== Stored data ==
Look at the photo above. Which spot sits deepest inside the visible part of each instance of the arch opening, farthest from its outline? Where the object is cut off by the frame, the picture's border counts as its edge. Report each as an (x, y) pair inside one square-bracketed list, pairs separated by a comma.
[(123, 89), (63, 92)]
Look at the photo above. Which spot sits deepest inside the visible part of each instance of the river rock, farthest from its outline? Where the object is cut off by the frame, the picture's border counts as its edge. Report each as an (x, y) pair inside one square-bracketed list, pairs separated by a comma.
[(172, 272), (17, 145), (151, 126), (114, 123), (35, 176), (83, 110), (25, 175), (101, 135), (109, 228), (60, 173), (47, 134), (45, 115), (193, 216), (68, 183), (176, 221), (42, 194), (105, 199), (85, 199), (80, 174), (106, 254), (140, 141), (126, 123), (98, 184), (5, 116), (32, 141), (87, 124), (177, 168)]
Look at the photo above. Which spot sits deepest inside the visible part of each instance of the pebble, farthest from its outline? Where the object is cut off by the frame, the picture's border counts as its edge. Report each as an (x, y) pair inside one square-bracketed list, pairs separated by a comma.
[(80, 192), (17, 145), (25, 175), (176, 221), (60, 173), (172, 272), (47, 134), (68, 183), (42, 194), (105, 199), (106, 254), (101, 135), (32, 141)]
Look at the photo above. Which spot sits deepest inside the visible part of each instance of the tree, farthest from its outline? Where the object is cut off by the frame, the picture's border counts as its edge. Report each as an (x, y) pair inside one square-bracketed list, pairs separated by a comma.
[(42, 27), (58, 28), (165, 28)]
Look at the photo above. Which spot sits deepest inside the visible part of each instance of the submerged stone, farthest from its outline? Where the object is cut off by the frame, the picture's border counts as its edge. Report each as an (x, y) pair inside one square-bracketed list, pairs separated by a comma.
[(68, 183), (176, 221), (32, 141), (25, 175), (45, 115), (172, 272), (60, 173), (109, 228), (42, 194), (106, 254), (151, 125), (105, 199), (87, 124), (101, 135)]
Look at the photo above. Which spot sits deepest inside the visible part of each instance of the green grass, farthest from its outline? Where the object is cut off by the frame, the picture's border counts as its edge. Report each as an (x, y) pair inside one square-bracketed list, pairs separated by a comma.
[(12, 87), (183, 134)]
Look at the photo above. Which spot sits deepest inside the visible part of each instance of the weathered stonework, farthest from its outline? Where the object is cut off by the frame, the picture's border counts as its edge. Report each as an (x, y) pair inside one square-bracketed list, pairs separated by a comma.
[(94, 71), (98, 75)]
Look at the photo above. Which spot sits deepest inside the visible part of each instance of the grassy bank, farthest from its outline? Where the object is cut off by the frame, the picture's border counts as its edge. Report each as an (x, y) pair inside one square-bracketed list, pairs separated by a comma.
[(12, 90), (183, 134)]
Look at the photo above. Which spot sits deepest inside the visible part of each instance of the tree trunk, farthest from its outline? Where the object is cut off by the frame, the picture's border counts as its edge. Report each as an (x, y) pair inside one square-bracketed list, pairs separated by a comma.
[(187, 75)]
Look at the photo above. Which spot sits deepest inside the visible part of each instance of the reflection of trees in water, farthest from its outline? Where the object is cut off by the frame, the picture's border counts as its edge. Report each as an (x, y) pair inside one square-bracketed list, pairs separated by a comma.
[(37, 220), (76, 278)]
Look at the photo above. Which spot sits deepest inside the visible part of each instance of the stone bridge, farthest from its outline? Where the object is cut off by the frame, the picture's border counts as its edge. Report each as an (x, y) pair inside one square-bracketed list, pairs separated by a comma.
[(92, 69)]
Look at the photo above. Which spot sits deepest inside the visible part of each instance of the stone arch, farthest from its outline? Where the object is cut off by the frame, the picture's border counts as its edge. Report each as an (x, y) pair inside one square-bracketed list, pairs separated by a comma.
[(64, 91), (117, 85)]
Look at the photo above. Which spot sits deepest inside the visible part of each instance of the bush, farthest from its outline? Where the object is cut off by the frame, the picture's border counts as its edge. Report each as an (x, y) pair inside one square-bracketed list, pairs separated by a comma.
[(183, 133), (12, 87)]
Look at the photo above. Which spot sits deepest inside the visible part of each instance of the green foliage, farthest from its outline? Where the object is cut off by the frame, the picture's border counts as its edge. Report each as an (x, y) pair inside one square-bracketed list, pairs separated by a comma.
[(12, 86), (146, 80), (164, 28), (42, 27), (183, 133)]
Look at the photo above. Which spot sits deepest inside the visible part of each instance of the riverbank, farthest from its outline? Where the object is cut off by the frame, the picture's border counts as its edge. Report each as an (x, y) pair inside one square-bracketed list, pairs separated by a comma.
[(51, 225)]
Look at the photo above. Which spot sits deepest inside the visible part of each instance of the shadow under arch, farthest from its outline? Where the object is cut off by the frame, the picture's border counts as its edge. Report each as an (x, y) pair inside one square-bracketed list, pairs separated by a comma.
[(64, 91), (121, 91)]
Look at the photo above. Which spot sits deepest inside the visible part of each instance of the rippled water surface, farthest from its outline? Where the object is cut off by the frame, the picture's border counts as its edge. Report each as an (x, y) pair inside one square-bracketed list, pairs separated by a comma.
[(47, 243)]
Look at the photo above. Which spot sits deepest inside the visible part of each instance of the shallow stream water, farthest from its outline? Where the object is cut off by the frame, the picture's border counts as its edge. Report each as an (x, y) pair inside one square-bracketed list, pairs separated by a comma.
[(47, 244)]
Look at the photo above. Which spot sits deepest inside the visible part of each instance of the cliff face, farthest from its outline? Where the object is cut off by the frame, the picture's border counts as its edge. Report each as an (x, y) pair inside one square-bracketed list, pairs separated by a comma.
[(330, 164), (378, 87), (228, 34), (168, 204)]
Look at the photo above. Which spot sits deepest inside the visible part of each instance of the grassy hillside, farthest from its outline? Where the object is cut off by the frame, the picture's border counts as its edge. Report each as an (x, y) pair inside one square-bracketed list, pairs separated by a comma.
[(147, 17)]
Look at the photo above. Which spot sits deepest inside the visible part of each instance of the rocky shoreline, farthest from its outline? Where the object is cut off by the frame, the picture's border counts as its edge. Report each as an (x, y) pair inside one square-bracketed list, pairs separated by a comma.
===
_Work required_.
Retyping every line above exactly is all that is needed.

_Answer for the task_.
Look at the photo above. Which spot sits deepest inside the visible part of each instance of the arch opening, farthest from its outline? Where the object is cut off by the frame, the picture's border counts as its edge. Report each as an (x, y) pair inside one square-bracketed list, pairs separated by a comma.
[(123, 89), (63, 92)]
Look at the photo above. Which spot sits deepest inside the visible part of each instance of the river rock, farthest from its outline? Where the object is cut off by the frame, the picture's border counts as its edge. Report each as an (x, y) pair inside one square-bracketed list, pairs separated by a comma.
[(172, 272), (17, 145), (151, 126), (114, 123), (35, 176), (83, 110), (25, 175), (101, 135), (109, 228), (60, 173), (47, 134), (45, 115), (193, 216), (68, 183), (176, 221), (42, 194), (105, 199), (85, 199), (80, 174), (106, 254), (140, 141), (126, 123), (98, 184), (5, 116), (32, 141), (87, 124), (177, 168)]
Look at the photo above. Which spot sits deepest inside the visible part of each instance of the pebble, farthest from its outline? Where the object is cut off by the frame, the picture's border counts as its edge. Report each as an (x, y) pair inside one square-bracketed list, pairs separated by a comma.
[(80, 192), (17, 145), (25, 175), (176, 221), (60, 173), (172, 272), (47, 134), (68, 183), (42, 194), (105, 199), (106, 254), (101, 135), (32, 141)]
Look at the photo above. Which spot sits deepest inside the visible part of each instance of the tree, farthest from its outline? Where the object is cut off by the frame, the picture's border counts as its edge. Report each as an (x, y) pair inside one square-bracketed list, pairs separated by a comma.
[(42, 27), (58, 28), (165, 28)]
Look at the photo above. Which spot sits deepest inside the visible part of each instance of the submerged stone, farthest from its outline? Where the object is cut off by the frame, the picture's border counts as its edge. Report each as an (x, y) pair inside one square-bracketed list, pairs separated by a comma.
[(68, 183), (176, 221), (32, 141), (25, 175), (45, 115), (172, 272), (60, 173), (109, 228), (42, 194), (106, 254), (151, 125), (105, 199), (87, 124), (101, 135)]
Look at the photo above. Which spot sits deepest inside the visible part of each instance of the green grass, farthest from its outline? Where the object is cut off by the frame, the picture's border counts as its edge. Report each as an (x, y) pair inside one square-bracketed list, pairs separated by a comma.
[(12, 87), (183, 134)]
Look at the photo above. Which spot sits deepest inside the visible part of each instance of the weathered stonework, farthest from its outline? Where the object is cut off by the frame, the picture's border counts as its edge. Report each as an (x, y) pair inside one square-bracketed list, pairs separated by a comma.
[(94, 71), (98, 75)]
Look at the photo above. Which spot sits deepest inside the visible part of each instance of the grassy bank, farthest from its outline? Where the object is cut off by the frame, the picture's border counts as its edge. Report each as an (x, y) pair inside one square-bracketed list, pairs separated by a comma.
[(12, 90), (183, 134)]
Look at the photo above. Which spot sits deepest inside the visible part of each instance of the tree trunk, farthest from its outline? Where the object is cut off by the frame, the picture's border counts as its edge. Report each as an (x, y) pair inside one square-bracketed list, pairs separated by a comma.
[(187, 75)]
Look at the photo above. Which spot sits deepest inside the visible part of each instance of the reflection of trees in water, farthest from its outline? Where the object is cut off by the frame, the picture's border counts as its edge. Report each as an (x, y) pair inside one square-bracketed list, pairs separated by a comma.
[(37, 220), (76, 278)]
Look at the photo above. Which spot sits deepest inside the visible part of each instance of the stone bridge, farthest from its outline? Where the object is cut off by the frame, the picture's border counts as its edge. Report each as an (x, y) pair inside one square-bracketed list, pairs separated by a comma.
[(92, 69)]
Look at the photo above. Which spot sits deepest inside the visible part of each instance of the stone arch, farthest from its outline? Where the object is cut off by the frame, the picture's border counts as its edge. Report each as an (x, y) pair inside one square-bracketed list, pairs separated by a comma.
[(64, 91), (117, 85)]
Look at the photo above. Which spot sits deepest inside the visible part of each instance of the bush, farthest from its outline? Where the object is cut off by the frame, the picture's border counts as its edge. Report each as an (x, y) pair inside one square-bracketed list, pairs separated by a comma.
[(183, 133), (12, 87)]
Look at the photo above. Which spot sits deepest inside the visible part of each instance of the green foliage, farthest from its outline? Where the object is cut off by the frame, the picture's border counts as its edge. Report each as an (x, y) pair inside one square-bracketed list, pairs separated by a comma.
[(12, 86), (146, 80), (164, 28), (42, 27), (183, 133)]
Look at the photo above. Which spot sits deepest inside the visible part of each instance of the riverbank, farthest from its outline? Where the object is cut off by the frame, the picture's border counts as its edge. Report each as an (x, y) pair inside one square-bracketed list, pairs separated by a comma.
[(51, 225)]
Look at the photo above. Which spot sits deepest inside the visible part of each instance of the shadow under arch, farthest from its outline? Where the object is cut off by the frame, the picture's border counts as its edge. Report each as an (x, y) pair inside one square-bracketed list, pairs separated by a comma.
[(64, 91), (121, 91)]
Look at the photo above. Which spot sits deepest inside the visible part of each instance of the rippled water surface, farthest from its outline? Where the object is cut off by the frame, the picture's border counts as its edge. Report each as an (x, y) pair inside one square-bracketed list, pairs separated by a comma.
[(47, 243)]
Look at the photo above. Which spot sits deepest inside the visible part of each instance of the shallow stream water, farthest from its outline? Where the object is cut off by the frame, the picture's border counts as its edge. Report each as an (x, y) pair inside one square-bracketed list, pairs separated by a comma.
[(47, 244)]
Look at the photo above. Which spot sits deepest inside the visible part of each instance of the cliff face, farthest from its outline? Where the object is cut off by the frame, the picture's border counts as its edge. Report each as an (x, y) pair inside one square-bracketed list, pairs separated by a comma.
[(330, 164), (378, 87), (228, 34), (168, 204)]
Look at the photo above. Which spot sits deepest inside the visible part of each instance of the grassy hillside, farthest from its outline? Where the object is cut off by the frame, the picture's border counts as its edge. Report each as an (x, y) pair inside one square-bracketed list, pairs separated by a comma.
[(147, 17)]
Look at the photo above. Which spot sits deepest inside the visible part of each instance of the rocky shoreline, farthest from its outline? Where the object is cut off by the frame, the picture's border counts as its edge. Report each as an (x, y) pair inside one square-bracketed list, pairs separated by a comma.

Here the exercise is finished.